● EXERCISE DETAILS:
Copy down all of the data underneath, exactly as shown.

● DATA PROVIDED:
※

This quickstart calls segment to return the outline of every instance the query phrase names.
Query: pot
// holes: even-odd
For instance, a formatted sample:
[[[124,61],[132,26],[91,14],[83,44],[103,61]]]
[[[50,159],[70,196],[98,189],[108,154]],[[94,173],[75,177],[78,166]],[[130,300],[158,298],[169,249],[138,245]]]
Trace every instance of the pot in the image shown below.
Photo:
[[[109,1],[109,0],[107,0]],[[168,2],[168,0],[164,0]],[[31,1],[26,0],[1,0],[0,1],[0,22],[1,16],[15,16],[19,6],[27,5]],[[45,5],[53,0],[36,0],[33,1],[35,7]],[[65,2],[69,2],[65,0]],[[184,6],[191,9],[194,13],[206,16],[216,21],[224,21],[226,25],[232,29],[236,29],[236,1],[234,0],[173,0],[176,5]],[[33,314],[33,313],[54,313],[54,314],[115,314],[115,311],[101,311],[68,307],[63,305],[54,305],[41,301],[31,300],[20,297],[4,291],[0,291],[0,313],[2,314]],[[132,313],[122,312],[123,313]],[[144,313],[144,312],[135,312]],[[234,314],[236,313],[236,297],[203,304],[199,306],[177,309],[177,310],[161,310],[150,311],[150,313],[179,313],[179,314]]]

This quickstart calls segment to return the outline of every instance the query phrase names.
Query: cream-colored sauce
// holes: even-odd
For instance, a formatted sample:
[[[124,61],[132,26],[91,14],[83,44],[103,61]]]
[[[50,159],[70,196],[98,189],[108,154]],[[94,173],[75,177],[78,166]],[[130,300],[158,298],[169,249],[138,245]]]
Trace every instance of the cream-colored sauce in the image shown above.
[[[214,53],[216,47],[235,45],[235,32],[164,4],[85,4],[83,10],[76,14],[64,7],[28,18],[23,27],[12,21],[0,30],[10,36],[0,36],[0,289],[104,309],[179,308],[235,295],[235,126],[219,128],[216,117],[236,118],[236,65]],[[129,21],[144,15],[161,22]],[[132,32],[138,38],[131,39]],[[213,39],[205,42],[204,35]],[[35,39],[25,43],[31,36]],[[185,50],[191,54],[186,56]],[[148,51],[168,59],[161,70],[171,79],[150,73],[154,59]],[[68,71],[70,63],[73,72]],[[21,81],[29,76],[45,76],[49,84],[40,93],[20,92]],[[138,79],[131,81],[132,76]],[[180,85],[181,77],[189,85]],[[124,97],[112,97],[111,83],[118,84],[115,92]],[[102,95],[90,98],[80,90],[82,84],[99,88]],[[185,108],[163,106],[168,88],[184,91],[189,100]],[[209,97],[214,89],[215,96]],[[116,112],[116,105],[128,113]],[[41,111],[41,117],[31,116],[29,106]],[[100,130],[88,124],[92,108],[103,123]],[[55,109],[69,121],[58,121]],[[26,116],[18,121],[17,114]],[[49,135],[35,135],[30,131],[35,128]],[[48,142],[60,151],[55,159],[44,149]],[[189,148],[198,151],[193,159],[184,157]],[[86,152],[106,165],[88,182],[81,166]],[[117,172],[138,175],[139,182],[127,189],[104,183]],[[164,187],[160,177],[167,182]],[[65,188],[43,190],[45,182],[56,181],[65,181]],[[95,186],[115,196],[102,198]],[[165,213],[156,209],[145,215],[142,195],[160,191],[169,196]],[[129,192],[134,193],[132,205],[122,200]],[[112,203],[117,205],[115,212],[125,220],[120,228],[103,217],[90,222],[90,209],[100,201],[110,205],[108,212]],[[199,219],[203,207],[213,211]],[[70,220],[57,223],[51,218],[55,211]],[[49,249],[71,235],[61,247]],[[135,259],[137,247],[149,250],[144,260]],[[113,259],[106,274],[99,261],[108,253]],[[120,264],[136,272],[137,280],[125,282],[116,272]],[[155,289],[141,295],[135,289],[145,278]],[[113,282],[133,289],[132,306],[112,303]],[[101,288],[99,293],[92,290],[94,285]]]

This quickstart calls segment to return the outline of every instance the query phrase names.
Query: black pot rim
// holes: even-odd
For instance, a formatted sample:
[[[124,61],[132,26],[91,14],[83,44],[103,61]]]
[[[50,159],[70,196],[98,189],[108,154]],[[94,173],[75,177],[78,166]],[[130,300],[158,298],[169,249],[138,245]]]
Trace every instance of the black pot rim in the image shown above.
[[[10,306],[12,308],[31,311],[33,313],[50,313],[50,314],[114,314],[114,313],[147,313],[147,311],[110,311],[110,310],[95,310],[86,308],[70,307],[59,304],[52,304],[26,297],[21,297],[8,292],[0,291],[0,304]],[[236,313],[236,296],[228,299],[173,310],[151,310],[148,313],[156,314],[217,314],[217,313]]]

※

● WRITTEN SOLUTION:
This quickstart calls segment to return the outline of every instance the query phrase names.
Query: pot
// holes: even-odd
For instance, a formatted sample:
[[[124,61],[132,26],[91,14],[83,44],[103,61]]]
[[[50,159],[70,196],[98,189],[108,154]],[[94,173],[75,177],[78,166]],[[130,300],[158,298],[169,249],[138,245]]]
Trace every instance of the pot in the image shown below.
Photo:
[[[109,1],[109,0],[107,0]],[[168,2],[168,0],[164,0]],[[31,1],[26,0],[1,0],[0,1],[0,22],[1,16],[15,16],[19,6],[27,5]],[[45,5],[53,0],[36,0],[33,1],[35,7]],[[65,2],[69,2],[65,0]],[[184,6],[191,9],[194,13],[206,16],[216,21],[224,21],[226,25],[232,29],[236,29],[236,1],[234,0],[173,0],[176,5]],[[33,314],[33,313],[54,313],[54,314],[115,314],[115,311],[101,311],[68,307],[63,305],[54,305],[41,301],[31,300],[20,297],[4,291],[0,291],[0,313],[2,314]],[[132,313],[122,312],[123,313]],[[144,313],[144,312],[135,312]],[[234,314],[236,313],[236,297],[203,304],[199,306],[177,309],[177,310],[161,310],[150,311],[150,313],[179,313],[179,314]]]

This quickstart calls segment to return the outline of every instance the query phrase names.
Query: cream-colored sauce
// holes: even-odd
For instance, a formatted sample:
[[[124,61],[132,26],[91,14],[83,44],[103,61]]]
[[[50,159],[70,196],[98,189],[108,154]],[[94,173],[75,177],[78,166]],[[130,300],[158,298],[169,249],[138,245]]]
Trace every instance of the cream-colored sauce in the image shown above.
[[[214,53],[216,47],[235,45],[235,32],[164,4],[85,4],[83,10],[76,14],[64,7],[28,18],[23,27],[12,21],[0,30],[10,36],[0,36],[0,289],[104,309],[179,308],[235,295],[235,126],[219,128],[216,117],[236,118],[236,65]],[[129,21],[144,15],[161,22]],[[132,32],[138,38],[131,39]],[[213,39],[205,42],[204,35]],[[35,39],[25,43],[31,36]],[[185,50],[191,54],[186,56]],[[148,51],[168,59],[161,70],[171,79],[150,73],[154,59]],[[68,71],[70,63],[73,72]],[[21,81],[29,76],[45,76],[49,84],[40,93],[20,92]],[[138,79],[131,81],[132,76]],[[180,85],[181,77],[189,85]],[[124,97],[112,97],[111,83],[118,84],[115,92]],[[102,95],[90,98],[80,90],[82,84],[99,88]],[[185,108],[163,106],[168,88],[184,91],[189,100]],[[209,97],[214,89],[215,96]],[[116,112],[116,105],[128,113]],[[41,111],[41,117],[31,116],[29,106]],[[100,130],[88,124],[92,108],[103,123]],[[55,109],[69,121],[58,121]],[[26,116],[18,121],[17,114]],[[49,135],[35,135],[30,131],[35,128]],[[48,142],[60,151],[55,159],[44,149]],[[189,148],[198,151],[193,159],[184,157]],[[86,152],[106,165],[88,182],[81,166]],[[117,172],[138,175],[139,182],[127,189],[104,183]],[[164,187],[160,177],[167,182]],[[65,188],[43,190],[45,182],[56,181],[65,181]],[[95,186],[115,196],[102,198]],[[165,213],[156,209],[145,215],[142,195],[160,191],[169,196]],[[129,192],[134,193],[132,205],[122,200]],[[112,203],[117,205],[115,212],[125,220],[120,228],[103,217],[90,222],[90,209],[100,201],[110,205],[108,212]],[[199,219],[203,207],[213,211]],[[70,220],[57,223],[51,218],[55,211]],[[49,249],[71,235],[61,247]],[[135,259],[137,247],[149,250],[144,260]],[[113,259],[106,274],[99,261],[108,253]],[[120,264],[136,272],[137,280],[125,282],[116,272]],[[155,289],[141,295],[135,289],[145,278]],[[113,282],[133,289],[132,306],[112,303]],[[101,288],[99,293],[92,290],[94,285]]]

This quickstart calls segment to return the outline of every instance the query phrase names.
Query: black pot rim
// holes: even-odd
For instance, a formatted sample:
[[[124,61],[132,26],[91,14],[83,44],[103,61]]]
[[[50,159],[70,196],[98,189],[108,154]],[[94,173],[75,177],[78,166]],[[130,300],[158,298],[169,249],[138,245]]]
Trace every instance of the black pot rim in the image shown above.
[[[10,306],[12,308],[31,311],[33,313],[50,313],[50,314],[114,314],[114,313],[147,313],[147,311],[110,311],[110,310],[95,310],[86,308],[70,307],[59,304],[52,304],[26,297],[21,297],[8,292],[0,291],[0,304]],[[236,313],[236,296],[228,299],[173,310],[151,310],[148,313],[156,314],[217,314],[217,313]]]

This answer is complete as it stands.